- What is asked -
Repeat word for word the part of the provocation ruling text that opens with the words "Justice Douglas Thompson" and closes with "in the Charter.".

Justice Douglas Thompson ruled that the amendment in question only allowed for the partial defence of provocation in murder cases if the victim committed an indictable offence (most serious of offences) punishable by a sentence of five or more years, which is contrary to the rights and freedoms set out in the Charter.
THE DEFENCE OF PROVOCATION
Stephen Harper’s Conservative government amended the definition of provocation prior to the 2015 election through the Zero Tolerance for Barbaric Cultural Practices Act.
This legislation changed the definition of provocation from “a wrongful act or an insult that is of such nature as to be sufficient to deprive an ordinary person of the power of self-control …if the accused acted on it on the sudden and before there was time for his passion to cool” to “conduct of the victim that would constitute an indictable offence …punishable by five or more years of imprisonment and that is of such a nature as to be sufficient to deprive an ordinary person of the power of self-control is provocation for the purposes of this section, if the accused acted on it on the sudden and before there was time for their passion to cool”.
The intention of the government in amending the law was that a victim had to have committed a crime so serious against an accused to argue that the accused was provoked into killing, not merely upset by the victim. However, Justice Thompson found that the law as it was written denied vulnerable victims of domestic abuse and racism the ability to claim provocation when they are incited to respond violently by behaviour that is not quite criminal.
Justice Thompson wrote in his ruling:
It is an unfortunate but notorious fact that people of colour and members of other marginalized communities are sometimes subject to despicable and hateful rhetoric, and that women are sometimes subject to intense psychological abuse by their male partners. … Although the provoking behaviour does not constitute an indictable offence punishable by at least five years’ imprisonment, it is reasonably foreseeable that the targets of this conduct may respond violently.

(Location identification items)
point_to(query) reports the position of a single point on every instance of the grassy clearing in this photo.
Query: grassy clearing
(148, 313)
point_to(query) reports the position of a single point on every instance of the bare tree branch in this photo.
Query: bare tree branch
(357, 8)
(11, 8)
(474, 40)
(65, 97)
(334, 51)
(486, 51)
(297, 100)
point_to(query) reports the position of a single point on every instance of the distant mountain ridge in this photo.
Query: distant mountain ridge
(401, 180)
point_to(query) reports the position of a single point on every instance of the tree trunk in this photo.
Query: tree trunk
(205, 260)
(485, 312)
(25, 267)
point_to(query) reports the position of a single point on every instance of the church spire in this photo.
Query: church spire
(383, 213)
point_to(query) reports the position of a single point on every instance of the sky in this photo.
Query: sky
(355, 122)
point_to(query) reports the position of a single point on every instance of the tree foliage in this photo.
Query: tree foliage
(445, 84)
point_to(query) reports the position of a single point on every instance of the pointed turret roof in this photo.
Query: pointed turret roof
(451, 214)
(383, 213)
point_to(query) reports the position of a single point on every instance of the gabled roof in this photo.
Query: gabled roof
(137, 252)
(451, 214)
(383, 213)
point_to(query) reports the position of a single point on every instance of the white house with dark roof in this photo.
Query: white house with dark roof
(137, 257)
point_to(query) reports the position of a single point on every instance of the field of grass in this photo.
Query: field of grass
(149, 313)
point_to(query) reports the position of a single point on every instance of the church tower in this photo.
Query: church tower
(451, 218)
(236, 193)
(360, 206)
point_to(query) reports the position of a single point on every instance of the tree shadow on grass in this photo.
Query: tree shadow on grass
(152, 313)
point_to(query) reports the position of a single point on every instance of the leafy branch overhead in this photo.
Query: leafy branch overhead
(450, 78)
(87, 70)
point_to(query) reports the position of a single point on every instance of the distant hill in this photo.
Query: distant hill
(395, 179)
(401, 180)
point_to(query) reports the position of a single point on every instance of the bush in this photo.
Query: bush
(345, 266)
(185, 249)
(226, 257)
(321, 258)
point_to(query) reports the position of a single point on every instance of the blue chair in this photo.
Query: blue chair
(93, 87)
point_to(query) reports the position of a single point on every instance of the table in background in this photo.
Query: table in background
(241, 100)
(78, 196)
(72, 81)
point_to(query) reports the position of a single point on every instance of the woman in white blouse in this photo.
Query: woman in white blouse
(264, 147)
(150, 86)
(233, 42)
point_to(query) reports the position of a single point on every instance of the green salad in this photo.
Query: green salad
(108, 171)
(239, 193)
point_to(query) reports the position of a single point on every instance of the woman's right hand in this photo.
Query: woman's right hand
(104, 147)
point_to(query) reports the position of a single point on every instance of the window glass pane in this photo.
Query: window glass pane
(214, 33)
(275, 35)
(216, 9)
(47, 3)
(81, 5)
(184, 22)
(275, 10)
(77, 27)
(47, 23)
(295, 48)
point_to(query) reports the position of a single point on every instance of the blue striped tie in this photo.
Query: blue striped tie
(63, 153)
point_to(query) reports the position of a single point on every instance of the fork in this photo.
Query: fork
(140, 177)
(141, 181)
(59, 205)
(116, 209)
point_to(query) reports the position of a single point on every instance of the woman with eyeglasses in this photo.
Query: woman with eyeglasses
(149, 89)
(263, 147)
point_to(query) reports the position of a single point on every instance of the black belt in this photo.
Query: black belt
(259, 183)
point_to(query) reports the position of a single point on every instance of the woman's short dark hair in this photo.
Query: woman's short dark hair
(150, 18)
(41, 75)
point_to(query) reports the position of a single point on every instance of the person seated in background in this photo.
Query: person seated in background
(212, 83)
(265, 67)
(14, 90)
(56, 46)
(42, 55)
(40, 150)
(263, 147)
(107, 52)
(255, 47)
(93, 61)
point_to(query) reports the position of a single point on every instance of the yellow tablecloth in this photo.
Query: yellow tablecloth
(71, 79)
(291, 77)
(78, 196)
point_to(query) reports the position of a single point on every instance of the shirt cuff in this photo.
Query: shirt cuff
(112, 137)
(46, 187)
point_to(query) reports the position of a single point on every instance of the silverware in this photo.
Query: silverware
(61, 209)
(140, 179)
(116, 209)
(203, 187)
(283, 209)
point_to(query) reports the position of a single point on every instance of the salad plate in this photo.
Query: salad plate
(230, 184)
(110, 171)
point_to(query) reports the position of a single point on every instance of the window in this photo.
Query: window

- Output for this task -
Justice Douglas Thompson ruled that the amendment in question only allowed for the partial defence of provocation in murder cases if the victim committed an indictable offence (most serious of offences) punishable by a sentence of five or more years, which is contrary to the rights and freedoms set out in the Charter.